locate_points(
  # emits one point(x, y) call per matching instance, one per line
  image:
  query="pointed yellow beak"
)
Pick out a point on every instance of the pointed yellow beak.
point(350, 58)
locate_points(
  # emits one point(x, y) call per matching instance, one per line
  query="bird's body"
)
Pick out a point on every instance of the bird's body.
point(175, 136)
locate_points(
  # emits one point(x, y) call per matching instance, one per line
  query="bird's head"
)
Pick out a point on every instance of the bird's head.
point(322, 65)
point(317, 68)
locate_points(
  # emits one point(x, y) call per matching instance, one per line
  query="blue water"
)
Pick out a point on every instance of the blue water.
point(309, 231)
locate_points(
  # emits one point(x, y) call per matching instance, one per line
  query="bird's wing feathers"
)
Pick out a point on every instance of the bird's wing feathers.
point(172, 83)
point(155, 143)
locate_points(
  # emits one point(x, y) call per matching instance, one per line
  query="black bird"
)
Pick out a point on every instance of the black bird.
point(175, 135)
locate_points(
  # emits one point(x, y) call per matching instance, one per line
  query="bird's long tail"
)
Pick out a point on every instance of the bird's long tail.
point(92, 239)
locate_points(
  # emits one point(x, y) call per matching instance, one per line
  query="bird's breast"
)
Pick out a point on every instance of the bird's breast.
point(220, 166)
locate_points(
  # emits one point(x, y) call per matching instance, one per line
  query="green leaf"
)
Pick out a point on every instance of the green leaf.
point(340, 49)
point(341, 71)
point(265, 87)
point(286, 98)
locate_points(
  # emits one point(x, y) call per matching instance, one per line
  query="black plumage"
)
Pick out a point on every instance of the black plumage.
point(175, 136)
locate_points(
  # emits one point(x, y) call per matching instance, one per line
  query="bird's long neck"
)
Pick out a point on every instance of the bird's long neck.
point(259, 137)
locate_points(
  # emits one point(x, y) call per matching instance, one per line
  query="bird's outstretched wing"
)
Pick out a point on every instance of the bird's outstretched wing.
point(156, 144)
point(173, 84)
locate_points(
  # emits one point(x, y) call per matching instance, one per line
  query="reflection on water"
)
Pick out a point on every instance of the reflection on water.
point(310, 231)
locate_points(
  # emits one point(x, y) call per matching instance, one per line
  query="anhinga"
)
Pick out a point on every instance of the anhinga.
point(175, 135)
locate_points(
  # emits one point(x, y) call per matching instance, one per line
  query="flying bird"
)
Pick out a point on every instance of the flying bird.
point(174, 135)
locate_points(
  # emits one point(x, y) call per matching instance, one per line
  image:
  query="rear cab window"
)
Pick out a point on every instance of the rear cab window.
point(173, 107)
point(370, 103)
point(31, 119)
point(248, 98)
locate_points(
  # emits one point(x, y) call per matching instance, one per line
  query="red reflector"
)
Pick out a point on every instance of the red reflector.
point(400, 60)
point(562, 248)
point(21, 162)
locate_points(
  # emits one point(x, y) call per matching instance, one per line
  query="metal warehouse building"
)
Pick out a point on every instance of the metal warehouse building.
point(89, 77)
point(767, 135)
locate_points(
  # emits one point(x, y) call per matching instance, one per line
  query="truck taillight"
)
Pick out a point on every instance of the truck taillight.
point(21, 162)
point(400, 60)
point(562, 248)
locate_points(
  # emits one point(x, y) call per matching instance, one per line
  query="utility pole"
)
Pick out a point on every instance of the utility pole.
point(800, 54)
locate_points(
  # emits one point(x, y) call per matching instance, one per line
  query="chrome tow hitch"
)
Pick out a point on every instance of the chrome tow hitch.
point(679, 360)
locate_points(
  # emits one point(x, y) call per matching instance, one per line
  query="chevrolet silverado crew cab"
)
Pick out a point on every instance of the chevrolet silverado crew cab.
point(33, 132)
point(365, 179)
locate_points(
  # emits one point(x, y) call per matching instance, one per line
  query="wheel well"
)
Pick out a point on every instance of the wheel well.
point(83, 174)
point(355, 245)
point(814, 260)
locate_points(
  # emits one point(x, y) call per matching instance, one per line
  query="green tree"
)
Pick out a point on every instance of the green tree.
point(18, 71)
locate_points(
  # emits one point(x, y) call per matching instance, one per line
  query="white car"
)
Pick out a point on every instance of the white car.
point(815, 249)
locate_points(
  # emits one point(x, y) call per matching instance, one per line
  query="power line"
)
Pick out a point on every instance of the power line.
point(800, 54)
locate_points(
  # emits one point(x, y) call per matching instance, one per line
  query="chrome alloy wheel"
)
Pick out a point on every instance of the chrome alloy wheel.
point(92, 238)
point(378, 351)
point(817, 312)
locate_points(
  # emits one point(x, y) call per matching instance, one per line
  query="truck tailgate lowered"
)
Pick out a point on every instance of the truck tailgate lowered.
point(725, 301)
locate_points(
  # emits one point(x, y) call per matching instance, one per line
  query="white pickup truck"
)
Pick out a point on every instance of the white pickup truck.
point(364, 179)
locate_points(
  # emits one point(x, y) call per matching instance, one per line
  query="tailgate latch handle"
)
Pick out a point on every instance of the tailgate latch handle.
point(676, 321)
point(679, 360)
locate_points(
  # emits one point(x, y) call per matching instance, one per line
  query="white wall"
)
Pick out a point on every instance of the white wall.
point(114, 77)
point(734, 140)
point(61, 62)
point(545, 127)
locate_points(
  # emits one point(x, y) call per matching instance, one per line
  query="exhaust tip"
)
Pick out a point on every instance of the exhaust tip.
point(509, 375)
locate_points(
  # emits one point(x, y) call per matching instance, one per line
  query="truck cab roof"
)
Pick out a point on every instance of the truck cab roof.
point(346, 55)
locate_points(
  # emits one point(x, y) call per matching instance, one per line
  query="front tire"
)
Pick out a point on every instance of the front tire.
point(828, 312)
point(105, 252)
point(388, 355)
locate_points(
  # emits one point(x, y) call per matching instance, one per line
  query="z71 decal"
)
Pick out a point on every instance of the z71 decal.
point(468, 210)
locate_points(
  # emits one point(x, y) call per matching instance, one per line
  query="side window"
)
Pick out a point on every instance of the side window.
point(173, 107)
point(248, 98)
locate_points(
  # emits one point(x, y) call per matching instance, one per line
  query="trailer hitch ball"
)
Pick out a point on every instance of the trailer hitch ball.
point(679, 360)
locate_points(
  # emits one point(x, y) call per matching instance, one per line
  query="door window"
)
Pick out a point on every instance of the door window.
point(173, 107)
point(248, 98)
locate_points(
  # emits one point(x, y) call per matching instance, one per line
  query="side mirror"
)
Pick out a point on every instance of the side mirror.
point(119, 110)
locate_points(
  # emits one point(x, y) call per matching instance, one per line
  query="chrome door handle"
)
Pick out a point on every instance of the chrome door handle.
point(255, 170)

___

### [Exercise prompt]
Report each line in the entries above that contains the string "chevrolet". Reproduce every matching line in full.

### [Full solution]
  query="chevrolet silverado crew cab"
Pick out a point on every instance of the chevrolet silverado crew cab.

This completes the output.